▶ Exercise directions
Write down each entry again, exactly as it reads.

--- START OF Data for the task ---

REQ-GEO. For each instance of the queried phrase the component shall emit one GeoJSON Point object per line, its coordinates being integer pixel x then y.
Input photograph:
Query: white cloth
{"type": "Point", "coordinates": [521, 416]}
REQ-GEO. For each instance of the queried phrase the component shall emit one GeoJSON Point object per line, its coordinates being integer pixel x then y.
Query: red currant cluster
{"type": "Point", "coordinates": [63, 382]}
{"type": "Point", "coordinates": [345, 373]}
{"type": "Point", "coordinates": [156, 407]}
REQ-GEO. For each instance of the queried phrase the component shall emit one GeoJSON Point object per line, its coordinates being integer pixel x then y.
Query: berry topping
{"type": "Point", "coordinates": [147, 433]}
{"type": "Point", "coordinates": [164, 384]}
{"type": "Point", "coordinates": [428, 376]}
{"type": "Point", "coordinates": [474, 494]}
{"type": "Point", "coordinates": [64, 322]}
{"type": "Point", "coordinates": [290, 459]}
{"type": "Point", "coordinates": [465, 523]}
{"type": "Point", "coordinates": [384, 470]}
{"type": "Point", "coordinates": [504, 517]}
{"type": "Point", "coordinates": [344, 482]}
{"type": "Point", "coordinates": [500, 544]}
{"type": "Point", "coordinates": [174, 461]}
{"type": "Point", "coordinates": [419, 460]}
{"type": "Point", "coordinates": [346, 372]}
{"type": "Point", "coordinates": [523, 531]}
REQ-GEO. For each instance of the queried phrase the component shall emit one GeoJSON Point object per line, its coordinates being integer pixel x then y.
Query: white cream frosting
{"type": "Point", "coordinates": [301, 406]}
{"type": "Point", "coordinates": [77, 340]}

--- END OF Data for the task ---

▶ Output
REQ-GEO. For each instance of the queried phrase the component shall emit one GeoJSON Point object per line, its coordinates being integer pixel x then y.
Input photograph:
Query: white cloth
{"type": "Point", "coordinates": [521, 416]}
REQ-GEO. For each instance of the queried phrase the component shall emit one GeoJSON Point object per line, its coordinates being integer pixel x then y.
Query: red currant cluster
{"type": "Point", "coordinates": [63, 382]}
{"type": "Point", "coordinates": [345, 373]}
{"type": "Point", "coordinates": [156, 407]}
REQ-GEO. For each instance of the queried phrase the component shall emit one GeoJSON Point object per line, its coordinates being integer pixel x then y.
Query: berry topping
{"type": "Point", "coordinates": [147, 433]}
{"type": "Point", "coordinates": [164, 384]}
{"type": "Point", "coordinates": [428, 376]}
{"type": "Point", "coordinates": [474, 494]}
{"type": "Point", "coordinates": [64, 322]}
{"type": "Point", "coordinates": [290, 459]}
{"type": "Point", "coordinates": [465, 523]}
{"type": "Point", "coordinates": [384, 470]}
{"type": "Point", "coordinates": [504, 517]}
{"type": "Point", "coordinates": [344, 482]}
{"type": "Point", "coordinates": [500, 544]}
{"type": "Point", "coordinates": [174, 461]}
{"type": "Point", "coordinates": [419, 460]}
{"type": "Point", "coordinates": [346, 372]}
{"type": "Point", "coordinates": [523, 531]}
REQ-GEO. For each instance of the queried phrase the component shall emit one GeoJSON Point object per line, its coordinates being integer pixel x then y.
Query: white cream frosting
{"type": "Point", "coordinates": [301, 406]}
{"type": "Point", "coordinates": [77, 340]}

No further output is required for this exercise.